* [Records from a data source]
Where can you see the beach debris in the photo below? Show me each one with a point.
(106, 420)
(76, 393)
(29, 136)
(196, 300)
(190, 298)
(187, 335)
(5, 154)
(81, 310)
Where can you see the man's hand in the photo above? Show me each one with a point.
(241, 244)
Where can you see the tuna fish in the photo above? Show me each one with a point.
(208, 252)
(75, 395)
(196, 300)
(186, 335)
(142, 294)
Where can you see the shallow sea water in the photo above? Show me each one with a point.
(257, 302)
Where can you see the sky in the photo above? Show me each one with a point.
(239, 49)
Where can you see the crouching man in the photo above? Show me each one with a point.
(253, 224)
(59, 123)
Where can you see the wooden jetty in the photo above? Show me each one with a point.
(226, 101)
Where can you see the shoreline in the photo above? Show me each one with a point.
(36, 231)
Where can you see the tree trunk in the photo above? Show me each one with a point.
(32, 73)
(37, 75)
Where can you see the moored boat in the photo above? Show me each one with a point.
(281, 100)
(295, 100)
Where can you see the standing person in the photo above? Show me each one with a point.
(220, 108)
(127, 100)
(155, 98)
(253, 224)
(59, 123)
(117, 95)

* [Activity]
Transcribe every record exactly, keeping each line as it is.

* [Result below]
Where can you see the beach debris in the photo below? Show me each one with a point.
(106, 420)
(76, 393)
(29, 136)
(196, 300)
(190, 298)
(187, 335)
(5, 154)
(81, 310)
Where can you see the man's hand in the photo above? Show me each one with a point.
(241, 244)
Where can you see the tuna fish in the photo above? Show me each one with a point.
(208, 252)
(75, 395)
(196, 300)
(186, 335)
(142, 294)
Where can you see the shallow sea water in the photo above? Show me each one with a point.
(257, 302)
Where can you see the sky in the photo above? Show me each one with a point.
(239, 49)
Where can you see the crouching man in the photo above? Show me each one with a point.
(253, 224)
(59, 123)
Where can you see the wooden jetty in the photo above? Show me each one with a point.
(226, 101)
Where can you see the shoreline in the photo above? Show me each one with a point.
(36, 231)
Where can you see the tree trunk in the photo above? Show me each one with a point.
(32, 73)
(37, 75)
Where can you see the moored boat in the photo above? Show me each one with a point.
(281, 100)
(295, 100)
Where can you see the standing person in the photo above? Show me each one with a point.
(220, 108)
(127, 100)
(155, 98)
(253, 224)
(59, 123)
(117, 95)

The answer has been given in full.